● WHAT TO DO
**1)** In the passage on jazz and France, rewrite the part starting with "The romance between" and going on through "and the present.", changing "bistros" to "cafes".
**2)** Answer these questions using the passage on jazz and France.
(a) Which American artist brought the sounds of New Orleans to Paris?
(b) Which French guitarist led the way for Gallic originals?
(c) Which celebration does the passage mark?
-- SELECTED PASSAGE start --
July 14, 2002|DON HECKMAN

The romance between jazz and France has been going on since the Roaring '20s, when American artists such as Sidney Bechet brought the intoxicating sounds of New Orleans to the bistros of Paris.

Although the earliest efforts by French jazz artists--big bands such as those led in the late '20s by Ray Ventura and his Collegians and Gregor and his Gregoriens--tended to be patterned after American models, it didn't take long for Gallic originals to emerge, with guitarist Django Reinhardt leading the way. A long line of others followed--from Stephane Grappelli to Jean-Luc Ponty and beyond.

So, on this celebration of Bastille Day, what better time to take a look at some recent releases featuring French artists, from the past and the present.
-- SELECTED PASSAGE end --
-- SUPPLIED ENTRIES start --
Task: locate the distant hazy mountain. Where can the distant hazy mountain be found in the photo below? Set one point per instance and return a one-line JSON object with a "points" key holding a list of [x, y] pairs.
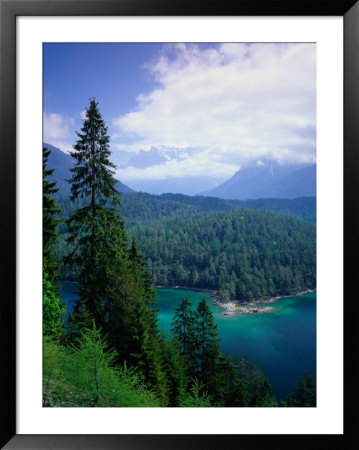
{"points": [[142, 159], [159, 156], [62, 162], [268, 179]]}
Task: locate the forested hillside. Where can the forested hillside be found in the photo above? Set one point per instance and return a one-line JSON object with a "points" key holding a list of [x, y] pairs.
{"points": [[140, 207], [244, 254]]}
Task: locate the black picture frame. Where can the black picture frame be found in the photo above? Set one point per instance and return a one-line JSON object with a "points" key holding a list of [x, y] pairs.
{"points": [[9, 10]]}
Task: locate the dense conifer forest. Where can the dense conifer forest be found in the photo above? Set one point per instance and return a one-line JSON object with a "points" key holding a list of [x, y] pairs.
{"points": [[110, 352]]}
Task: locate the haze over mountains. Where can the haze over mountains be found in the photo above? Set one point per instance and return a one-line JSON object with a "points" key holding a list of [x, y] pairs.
{"points": [[268, 179], [263, 178]]}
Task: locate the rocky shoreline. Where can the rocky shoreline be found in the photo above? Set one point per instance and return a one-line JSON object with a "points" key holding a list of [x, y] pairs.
{"points": [[235, 307]]}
-- SUPPLIED ENTRIES end --
● ANSWERS FOR THE EXERCISE
**1)**
The romance between jazz and France has been going on since the Roaring '20s, when American artists such as Sidney Bechet brought the intoxicating sounds of New Orleans to the cafes of Paris.

Although the earliest efforts by French jazz artists--big bands such as those led in the late '20s by Ray Ventura and his Collegians and Gregor and his Gregoriens--tended to be patterned after American models, it didn't take long for Gallic originals to emerge, with guitarist Django Reinhardt leading the way. A long line of others followed--from Stephane Grappelli to Jean-Luc Ponty and beyond.

So, on this celebration of Bastille Day, what better time to take a look at some recent releases featuring French artists, from the past and the present.

**2)**
(a) Sidney Bechet
(b) Django Reinhardt
(c) Bastille Day